* [The records]
+++

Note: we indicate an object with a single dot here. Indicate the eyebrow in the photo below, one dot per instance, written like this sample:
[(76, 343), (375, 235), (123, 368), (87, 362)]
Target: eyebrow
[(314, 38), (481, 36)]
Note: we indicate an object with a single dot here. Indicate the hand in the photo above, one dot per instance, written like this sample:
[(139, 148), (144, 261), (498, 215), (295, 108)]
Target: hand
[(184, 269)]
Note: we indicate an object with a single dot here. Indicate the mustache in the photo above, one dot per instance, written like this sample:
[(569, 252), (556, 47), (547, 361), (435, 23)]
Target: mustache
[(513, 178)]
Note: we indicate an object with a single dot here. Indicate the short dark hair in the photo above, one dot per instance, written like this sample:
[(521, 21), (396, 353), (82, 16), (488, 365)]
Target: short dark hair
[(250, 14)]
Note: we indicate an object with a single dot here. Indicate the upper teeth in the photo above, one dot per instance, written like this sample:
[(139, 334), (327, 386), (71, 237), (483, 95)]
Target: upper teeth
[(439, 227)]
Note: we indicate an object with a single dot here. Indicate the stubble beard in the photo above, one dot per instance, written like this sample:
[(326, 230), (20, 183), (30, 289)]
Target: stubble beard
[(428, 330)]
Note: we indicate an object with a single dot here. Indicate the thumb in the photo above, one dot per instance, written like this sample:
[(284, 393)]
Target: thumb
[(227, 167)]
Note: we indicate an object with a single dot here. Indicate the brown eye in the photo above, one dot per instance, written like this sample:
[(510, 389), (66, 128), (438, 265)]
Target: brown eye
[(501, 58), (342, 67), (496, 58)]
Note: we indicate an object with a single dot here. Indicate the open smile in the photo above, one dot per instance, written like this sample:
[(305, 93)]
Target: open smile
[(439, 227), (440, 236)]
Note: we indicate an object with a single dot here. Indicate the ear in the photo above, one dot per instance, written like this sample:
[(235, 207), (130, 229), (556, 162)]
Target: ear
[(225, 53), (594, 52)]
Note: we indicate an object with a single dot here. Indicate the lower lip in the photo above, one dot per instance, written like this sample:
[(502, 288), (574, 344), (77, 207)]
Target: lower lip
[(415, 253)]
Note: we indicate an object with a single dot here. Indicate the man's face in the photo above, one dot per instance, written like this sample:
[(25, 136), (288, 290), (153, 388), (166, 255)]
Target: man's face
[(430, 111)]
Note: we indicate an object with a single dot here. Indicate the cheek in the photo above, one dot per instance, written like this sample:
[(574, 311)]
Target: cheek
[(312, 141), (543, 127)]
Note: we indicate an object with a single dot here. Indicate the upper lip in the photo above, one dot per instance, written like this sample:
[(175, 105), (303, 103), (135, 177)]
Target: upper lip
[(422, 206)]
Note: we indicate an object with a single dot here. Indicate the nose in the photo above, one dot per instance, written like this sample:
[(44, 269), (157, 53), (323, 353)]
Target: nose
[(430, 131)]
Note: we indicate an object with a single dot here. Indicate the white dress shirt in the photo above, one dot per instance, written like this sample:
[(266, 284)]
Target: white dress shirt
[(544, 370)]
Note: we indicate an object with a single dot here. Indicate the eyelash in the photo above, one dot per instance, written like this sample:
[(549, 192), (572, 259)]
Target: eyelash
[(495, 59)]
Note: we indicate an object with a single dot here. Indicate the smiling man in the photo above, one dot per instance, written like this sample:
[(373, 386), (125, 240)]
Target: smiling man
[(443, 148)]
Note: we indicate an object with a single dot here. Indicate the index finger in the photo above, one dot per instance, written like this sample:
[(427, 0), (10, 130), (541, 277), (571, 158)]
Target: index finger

+++

* [Prompt] Within the listing, how many lines hold the word "finger"? Only the number is to be given.

* [Answer to the exercise] 2